_Stated exercise_
Copy out in full each line of the records below that contains the word "alongside".

_Data provided_
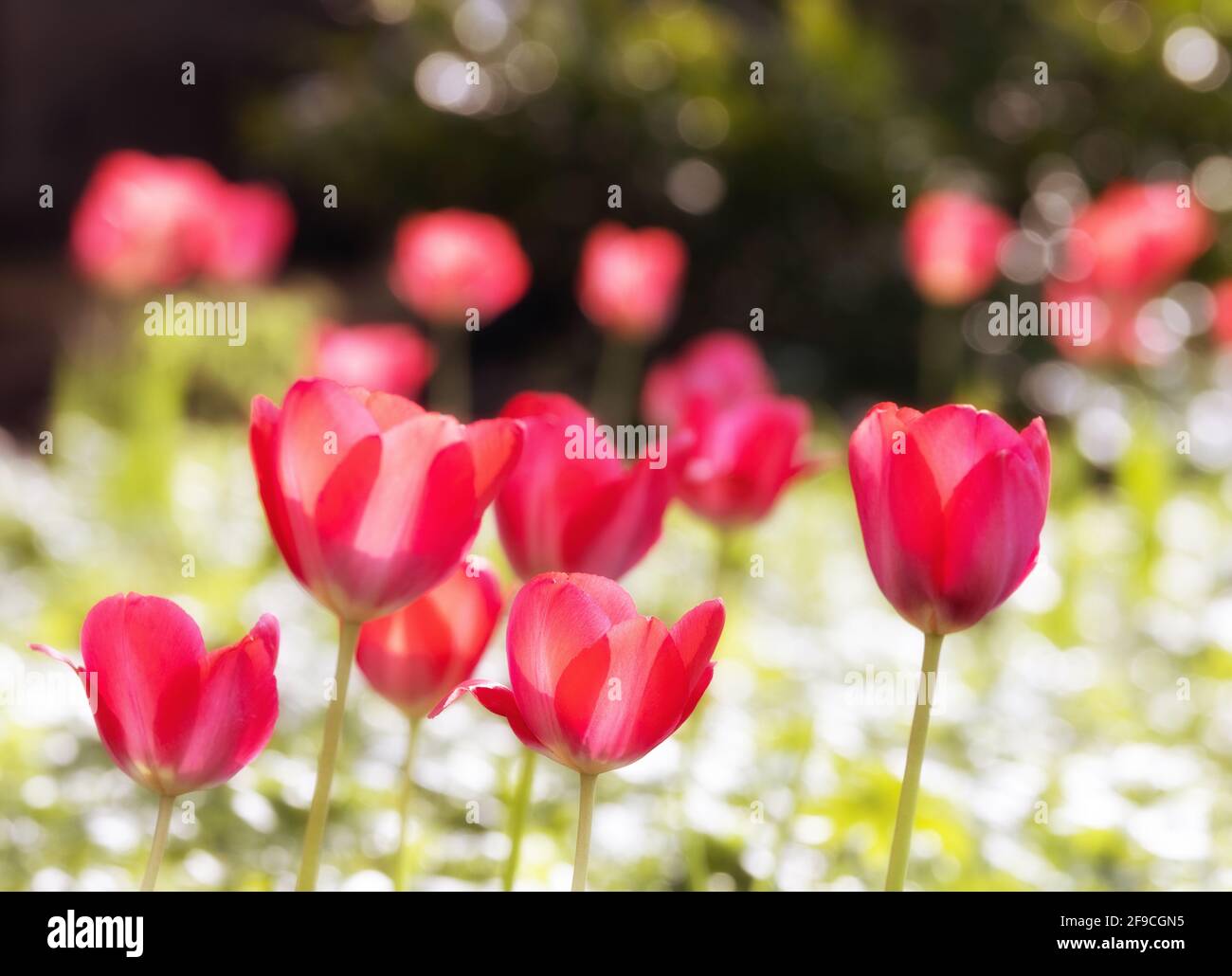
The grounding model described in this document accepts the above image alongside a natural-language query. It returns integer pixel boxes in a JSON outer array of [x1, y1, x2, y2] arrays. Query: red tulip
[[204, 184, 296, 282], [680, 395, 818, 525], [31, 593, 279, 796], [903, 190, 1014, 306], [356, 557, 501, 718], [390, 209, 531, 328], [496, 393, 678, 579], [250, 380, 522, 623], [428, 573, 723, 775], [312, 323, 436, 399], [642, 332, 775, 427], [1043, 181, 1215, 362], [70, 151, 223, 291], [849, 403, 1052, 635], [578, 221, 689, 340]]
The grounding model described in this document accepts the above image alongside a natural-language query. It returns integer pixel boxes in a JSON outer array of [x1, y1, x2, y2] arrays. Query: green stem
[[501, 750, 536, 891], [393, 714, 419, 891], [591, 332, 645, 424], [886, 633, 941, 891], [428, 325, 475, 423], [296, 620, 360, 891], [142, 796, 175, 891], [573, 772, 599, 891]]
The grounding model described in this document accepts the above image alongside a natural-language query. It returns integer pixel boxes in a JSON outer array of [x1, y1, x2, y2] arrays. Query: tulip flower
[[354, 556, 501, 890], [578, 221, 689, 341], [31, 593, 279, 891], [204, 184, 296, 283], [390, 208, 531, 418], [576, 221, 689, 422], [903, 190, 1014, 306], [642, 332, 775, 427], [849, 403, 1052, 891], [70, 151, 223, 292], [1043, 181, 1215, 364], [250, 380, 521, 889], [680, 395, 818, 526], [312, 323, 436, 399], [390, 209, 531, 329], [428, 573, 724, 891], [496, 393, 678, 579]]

_Complete output_
The grounding model described in this document accepts the above image alongside a natural-language query. It returns integer pixel boxes in a JSON outer array of [x1, y1, x2, y2] arrays. Query: red tulip
The grounding model described in this document accepts the above image alongside a natural-language query. It returns integer pixel boxes in a JSON outer array of [x1, y1, x2, y2] arrays. Query: green stem
The grounding model described in this document accepts the above image alongside a natural-language query. It returns integer pixel boxes in a JSON outer array of [x1, y1, x2, y2] arrays. Query: tulip flower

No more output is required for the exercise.